[Rows from a dataset]
———

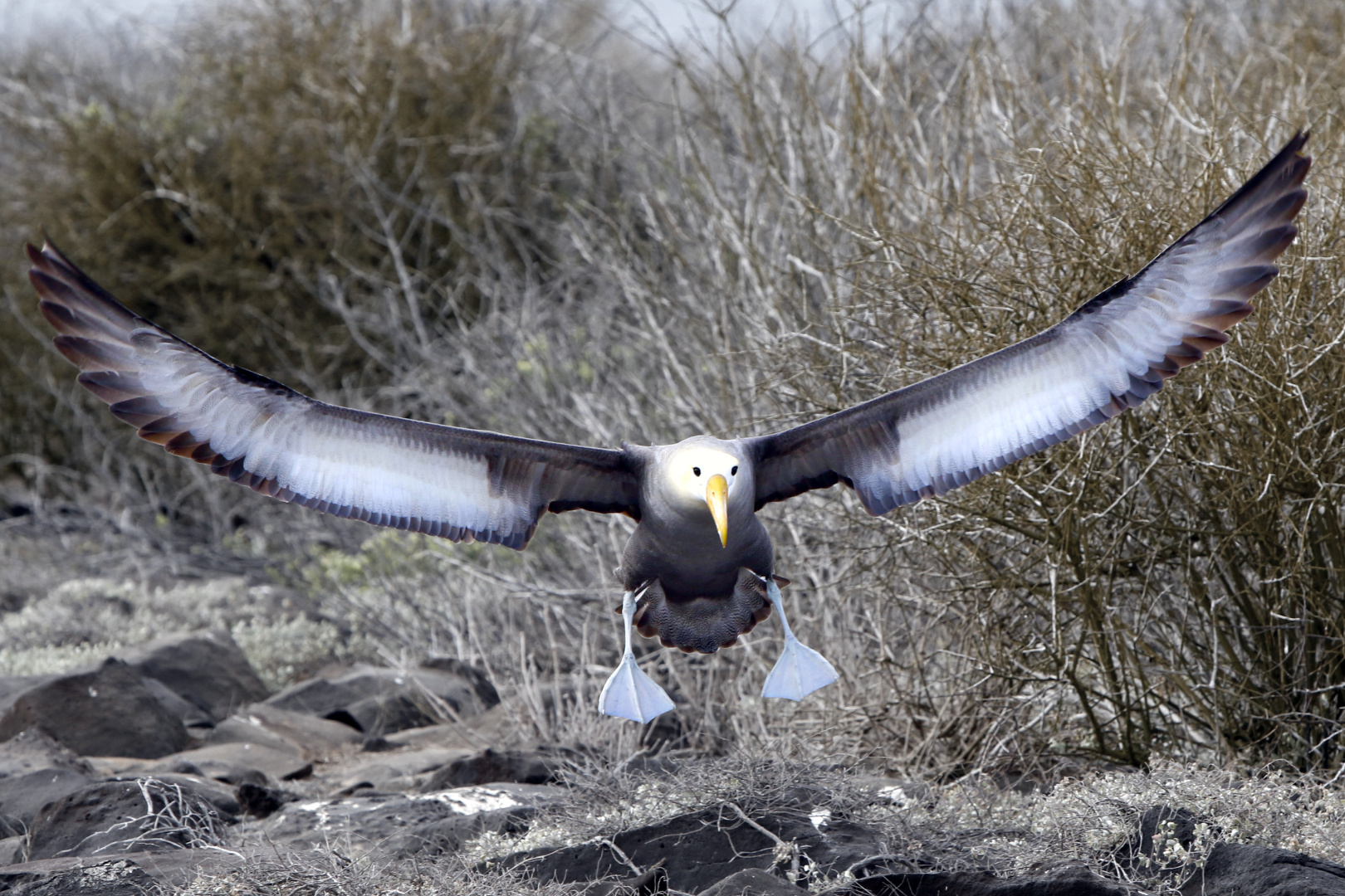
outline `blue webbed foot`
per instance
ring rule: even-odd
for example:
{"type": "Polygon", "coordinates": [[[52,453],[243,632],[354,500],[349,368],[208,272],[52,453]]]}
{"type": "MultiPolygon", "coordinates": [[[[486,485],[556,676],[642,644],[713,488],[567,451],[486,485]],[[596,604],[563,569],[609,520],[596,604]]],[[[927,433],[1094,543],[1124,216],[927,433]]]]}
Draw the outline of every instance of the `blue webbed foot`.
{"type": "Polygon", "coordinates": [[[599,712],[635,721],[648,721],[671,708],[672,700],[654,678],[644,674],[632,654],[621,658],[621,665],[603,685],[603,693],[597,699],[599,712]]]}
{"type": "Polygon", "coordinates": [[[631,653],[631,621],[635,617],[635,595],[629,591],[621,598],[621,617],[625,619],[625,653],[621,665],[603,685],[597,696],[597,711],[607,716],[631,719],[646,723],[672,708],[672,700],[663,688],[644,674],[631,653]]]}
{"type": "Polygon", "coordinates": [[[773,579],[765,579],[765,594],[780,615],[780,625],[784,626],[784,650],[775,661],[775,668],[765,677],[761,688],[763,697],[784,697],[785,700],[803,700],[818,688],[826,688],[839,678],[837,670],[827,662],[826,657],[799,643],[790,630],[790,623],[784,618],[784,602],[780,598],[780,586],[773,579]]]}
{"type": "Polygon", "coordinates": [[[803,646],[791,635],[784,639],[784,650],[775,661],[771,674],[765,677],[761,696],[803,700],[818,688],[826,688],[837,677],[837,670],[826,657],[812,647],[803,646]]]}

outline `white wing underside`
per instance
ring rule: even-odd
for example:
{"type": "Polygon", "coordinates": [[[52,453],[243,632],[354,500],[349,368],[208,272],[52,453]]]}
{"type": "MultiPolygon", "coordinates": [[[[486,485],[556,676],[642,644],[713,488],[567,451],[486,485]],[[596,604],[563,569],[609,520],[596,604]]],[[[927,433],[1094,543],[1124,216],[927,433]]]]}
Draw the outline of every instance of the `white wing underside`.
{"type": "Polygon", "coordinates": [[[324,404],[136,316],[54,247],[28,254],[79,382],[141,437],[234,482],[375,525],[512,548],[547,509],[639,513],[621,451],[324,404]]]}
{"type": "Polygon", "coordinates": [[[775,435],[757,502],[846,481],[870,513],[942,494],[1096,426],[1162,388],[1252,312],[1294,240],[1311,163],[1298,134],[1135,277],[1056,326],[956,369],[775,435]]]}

———

◆ **Exercise instructions**:
Swap "webbed" for "palmate" throughout the records above and write them out again with everything else left unchanged. Leave the pictures out.

◆ **Result of this exercise**:
outline `blue palmate foot`
per instance
ring rule: even-odd
for example:
{"type": "Polygon", "coordinates": [[[52,453],[243,632],[354,500],[349,368],[208,272],[52,453]]]}
{"type": "MultiPolygon", "coordinates": [[[[486,485],[556,676],[642,644],[713,488],[567,451],[486,485]],[[596,604],[563,569],[609,520],[596,604]]],[[[927,433],[1094,543],[1124,216],[927,433]]]]}
Draw the outline of every instance of the `blue palmate foot`.
{"type": "Polygon", "coordinates": [[[599,712],[635,721],[648,721],[671,708],[672,700],[654,678],[644,674],[632,654],[621,658],[621,665],[603,685],[603,693],[597,699],[599,712]]]}
{"type": "Polygon", "coordinates": [[[631,653],[631,621],[635,617],[635,595],[629,591],[621,598],[621,617],[625,619],[625,653],[621,665],[603,685],[597,696],[597,711],[607,716],[631,719],[646,723],[672,708],[672,700],[663,688],[644,674],[631,653]]]}
{"type": "Polygon", "coordinates": [[[773,579],[765,579],[765,594],[780,615],[780,625],[784,626],[784,650],[775,661],[775,668],[765,677],[761,688],[763,697],[784,697],[785,700],[803,700],[818,688],[826,688],[839,678],[837,670],[827,662],[826,657],[799,643],[790,630],[790,623],[784,618],[784,602],[780,598],[780,586],[773,579]]]}
{"type": "Polygon", "coordinates": [[[803,646],[791,635],[784,639],[784,650],[775,661],[771,674],[765,677],[761,696],[803,700],[818,688],[826,688],[837,677],[837,670],[826,657],[812,647],[803,646]]]}

outline `white wing underside`
per instance
ring rule: even-odd
for example:
{"type": "Polygon", "coordinates": [[[52,453],[243,632],[354,500],[349,368],[208,272],[52,453]]]}
{"type": "MultiPolygon", "coordinates": [[[[486,485],[556,676],[642,644],[713,488],[567,451],[486,485]],[[596,604],[563,569],[609,520],[596,604]]],[[[927,433],[1094,543],[1124,216],[927,433]]]]}
Draw the outline of every instance of the `white wing underside`.
{"type": "Polygon", "coordinates": [[[324,404],[136,316],[54,247],[28,254],[79,382],[141,437],[234,482],[375,525],[512,548],[547,509],[639,513],[621,451],[324,404]]]}
{"type": "Polygon", "coordinates": [[[775,435],[757,502],[846,481],[870,513],[942,494],[1096,426],[1162,388],[1252,312],[1294,240],[1311,163],[1298,134],[1135,277],[1056,326],[956,369],[775,435]]]}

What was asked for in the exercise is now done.